Records to use ▸
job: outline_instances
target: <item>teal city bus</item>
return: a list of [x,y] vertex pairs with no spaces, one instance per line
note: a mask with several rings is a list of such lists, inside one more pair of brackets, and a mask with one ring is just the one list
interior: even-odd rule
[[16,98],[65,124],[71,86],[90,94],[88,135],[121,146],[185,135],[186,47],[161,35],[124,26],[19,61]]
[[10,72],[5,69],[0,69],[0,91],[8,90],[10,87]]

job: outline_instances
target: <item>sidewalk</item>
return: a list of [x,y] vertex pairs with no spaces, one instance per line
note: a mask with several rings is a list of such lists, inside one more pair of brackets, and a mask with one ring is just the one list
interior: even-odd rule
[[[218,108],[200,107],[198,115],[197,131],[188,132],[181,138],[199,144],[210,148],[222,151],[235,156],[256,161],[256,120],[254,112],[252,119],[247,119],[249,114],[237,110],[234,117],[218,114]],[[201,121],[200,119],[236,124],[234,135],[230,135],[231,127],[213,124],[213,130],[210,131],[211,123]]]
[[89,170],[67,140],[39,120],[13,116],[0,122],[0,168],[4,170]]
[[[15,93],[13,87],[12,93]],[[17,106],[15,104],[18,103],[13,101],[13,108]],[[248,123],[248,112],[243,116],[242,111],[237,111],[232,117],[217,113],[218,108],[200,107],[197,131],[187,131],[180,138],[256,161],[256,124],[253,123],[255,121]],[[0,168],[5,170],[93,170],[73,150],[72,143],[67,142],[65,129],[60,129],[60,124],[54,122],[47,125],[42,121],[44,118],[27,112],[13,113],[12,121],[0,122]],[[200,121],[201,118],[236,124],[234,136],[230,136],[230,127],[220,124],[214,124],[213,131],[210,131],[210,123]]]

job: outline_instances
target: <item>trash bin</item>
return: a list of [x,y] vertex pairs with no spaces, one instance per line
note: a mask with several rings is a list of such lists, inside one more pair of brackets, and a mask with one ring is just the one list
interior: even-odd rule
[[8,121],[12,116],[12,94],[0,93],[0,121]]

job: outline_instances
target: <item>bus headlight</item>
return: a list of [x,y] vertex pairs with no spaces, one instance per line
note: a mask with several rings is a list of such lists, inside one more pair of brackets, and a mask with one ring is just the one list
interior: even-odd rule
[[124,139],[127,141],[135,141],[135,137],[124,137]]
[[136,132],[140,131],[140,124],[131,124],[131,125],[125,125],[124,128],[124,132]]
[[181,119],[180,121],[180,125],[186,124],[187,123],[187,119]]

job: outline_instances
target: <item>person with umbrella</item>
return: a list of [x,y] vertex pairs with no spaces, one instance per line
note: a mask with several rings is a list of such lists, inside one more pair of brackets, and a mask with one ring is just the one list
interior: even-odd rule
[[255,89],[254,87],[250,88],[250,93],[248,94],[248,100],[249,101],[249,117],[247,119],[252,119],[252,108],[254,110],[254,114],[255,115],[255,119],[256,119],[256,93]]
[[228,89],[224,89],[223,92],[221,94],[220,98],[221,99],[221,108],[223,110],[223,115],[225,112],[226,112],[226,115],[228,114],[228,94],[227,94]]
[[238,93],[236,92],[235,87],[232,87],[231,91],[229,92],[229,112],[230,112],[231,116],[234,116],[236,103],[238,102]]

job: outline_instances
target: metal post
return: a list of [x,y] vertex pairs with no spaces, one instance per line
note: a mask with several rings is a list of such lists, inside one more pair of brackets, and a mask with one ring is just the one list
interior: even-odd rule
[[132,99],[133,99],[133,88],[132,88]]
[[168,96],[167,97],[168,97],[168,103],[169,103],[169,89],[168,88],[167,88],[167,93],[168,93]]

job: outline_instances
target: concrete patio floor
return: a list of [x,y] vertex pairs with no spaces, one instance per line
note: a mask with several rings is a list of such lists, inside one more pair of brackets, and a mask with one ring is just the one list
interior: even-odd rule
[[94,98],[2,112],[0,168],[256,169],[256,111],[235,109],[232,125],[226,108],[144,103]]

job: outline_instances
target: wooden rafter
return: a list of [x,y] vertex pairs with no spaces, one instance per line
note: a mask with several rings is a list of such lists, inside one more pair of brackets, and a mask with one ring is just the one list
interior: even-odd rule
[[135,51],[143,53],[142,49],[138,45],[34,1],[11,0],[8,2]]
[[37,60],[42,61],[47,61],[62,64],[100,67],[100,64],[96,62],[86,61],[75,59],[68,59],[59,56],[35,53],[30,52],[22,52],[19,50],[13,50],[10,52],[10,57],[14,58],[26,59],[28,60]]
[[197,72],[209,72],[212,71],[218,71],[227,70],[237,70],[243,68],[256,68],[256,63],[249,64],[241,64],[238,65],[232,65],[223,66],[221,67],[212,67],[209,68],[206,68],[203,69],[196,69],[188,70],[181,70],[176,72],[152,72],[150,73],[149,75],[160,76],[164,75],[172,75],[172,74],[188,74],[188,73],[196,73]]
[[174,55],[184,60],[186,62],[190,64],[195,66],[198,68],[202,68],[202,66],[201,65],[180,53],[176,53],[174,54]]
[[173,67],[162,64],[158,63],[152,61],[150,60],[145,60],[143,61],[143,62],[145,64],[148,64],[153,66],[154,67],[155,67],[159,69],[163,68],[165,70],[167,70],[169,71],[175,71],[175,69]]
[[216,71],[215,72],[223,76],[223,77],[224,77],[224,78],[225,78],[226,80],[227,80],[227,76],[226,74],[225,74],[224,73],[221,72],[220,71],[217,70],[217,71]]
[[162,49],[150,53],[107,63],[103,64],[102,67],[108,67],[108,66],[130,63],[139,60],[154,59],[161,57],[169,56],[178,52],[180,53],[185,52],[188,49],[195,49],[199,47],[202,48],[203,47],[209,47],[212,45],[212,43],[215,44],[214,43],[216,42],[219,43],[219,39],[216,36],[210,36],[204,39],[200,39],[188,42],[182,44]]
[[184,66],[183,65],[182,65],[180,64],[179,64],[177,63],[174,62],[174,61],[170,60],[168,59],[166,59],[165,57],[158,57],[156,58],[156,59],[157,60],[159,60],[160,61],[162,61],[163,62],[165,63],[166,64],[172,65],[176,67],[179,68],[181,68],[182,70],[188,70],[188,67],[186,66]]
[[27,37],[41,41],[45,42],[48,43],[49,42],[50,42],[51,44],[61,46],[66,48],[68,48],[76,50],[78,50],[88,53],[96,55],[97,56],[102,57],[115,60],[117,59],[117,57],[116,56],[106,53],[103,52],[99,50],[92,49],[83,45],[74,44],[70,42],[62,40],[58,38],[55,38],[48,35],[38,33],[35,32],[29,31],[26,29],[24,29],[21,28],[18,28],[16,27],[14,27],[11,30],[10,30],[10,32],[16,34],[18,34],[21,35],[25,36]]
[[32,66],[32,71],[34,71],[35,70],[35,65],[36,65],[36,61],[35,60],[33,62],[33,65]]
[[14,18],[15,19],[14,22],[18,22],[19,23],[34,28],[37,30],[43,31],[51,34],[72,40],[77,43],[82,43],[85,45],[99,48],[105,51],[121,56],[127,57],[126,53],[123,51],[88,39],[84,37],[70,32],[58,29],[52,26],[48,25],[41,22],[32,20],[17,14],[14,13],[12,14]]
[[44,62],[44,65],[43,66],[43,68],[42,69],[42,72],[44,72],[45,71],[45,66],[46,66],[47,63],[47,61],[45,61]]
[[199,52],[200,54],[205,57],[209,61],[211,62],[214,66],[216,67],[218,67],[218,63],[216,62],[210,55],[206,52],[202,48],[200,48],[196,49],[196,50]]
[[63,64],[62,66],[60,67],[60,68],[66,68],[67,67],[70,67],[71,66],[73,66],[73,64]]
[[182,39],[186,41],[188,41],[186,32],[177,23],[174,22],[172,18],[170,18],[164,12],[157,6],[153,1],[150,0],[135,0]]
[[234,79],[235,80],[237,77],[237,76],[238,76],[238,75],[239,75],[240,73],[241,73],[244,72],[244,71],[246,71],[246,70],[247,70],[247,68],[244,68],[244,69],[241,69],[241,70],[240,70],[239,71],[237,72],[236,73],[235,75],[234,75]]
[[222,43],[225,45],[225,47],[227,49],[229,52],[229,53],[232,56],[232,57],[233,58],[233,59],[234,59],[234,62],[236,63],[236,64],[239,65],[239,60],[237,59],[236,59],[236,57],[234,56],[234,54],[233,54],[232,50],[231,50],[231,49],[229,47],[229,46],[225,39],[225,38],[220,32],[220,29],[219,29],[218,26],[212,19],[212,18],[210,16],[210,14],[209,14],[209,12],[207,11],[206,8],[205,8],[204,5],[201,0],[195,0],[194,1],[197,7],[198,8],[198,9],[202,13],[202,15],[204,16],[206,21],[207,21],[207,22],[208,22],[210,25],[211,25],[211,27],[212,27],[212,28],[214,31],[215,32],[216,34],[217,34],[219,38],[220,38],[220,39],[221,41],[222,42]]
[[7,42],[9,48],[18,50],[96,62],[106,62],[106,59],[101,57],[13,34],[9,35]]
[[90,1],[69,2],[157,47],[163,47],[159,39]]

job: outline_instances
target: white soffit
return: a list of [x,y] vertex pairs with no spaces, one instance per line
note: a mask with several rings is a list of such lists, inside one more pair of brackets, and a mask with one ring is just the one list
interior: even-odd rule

Task prompt ▸
Which lines in the rows above contain the string "target", matching case? Collect each such line in full.

Answer to this exercise ▸
target: <item>teal city bus</item>
target: <item>sidewalk</item>
target: <item>trash bin</item>
target: <item>bus headlight</item>
target: <item>person with umbrella</item>
target: metal post
target: concrete patio floor
target: wooden rafter
target: white soffit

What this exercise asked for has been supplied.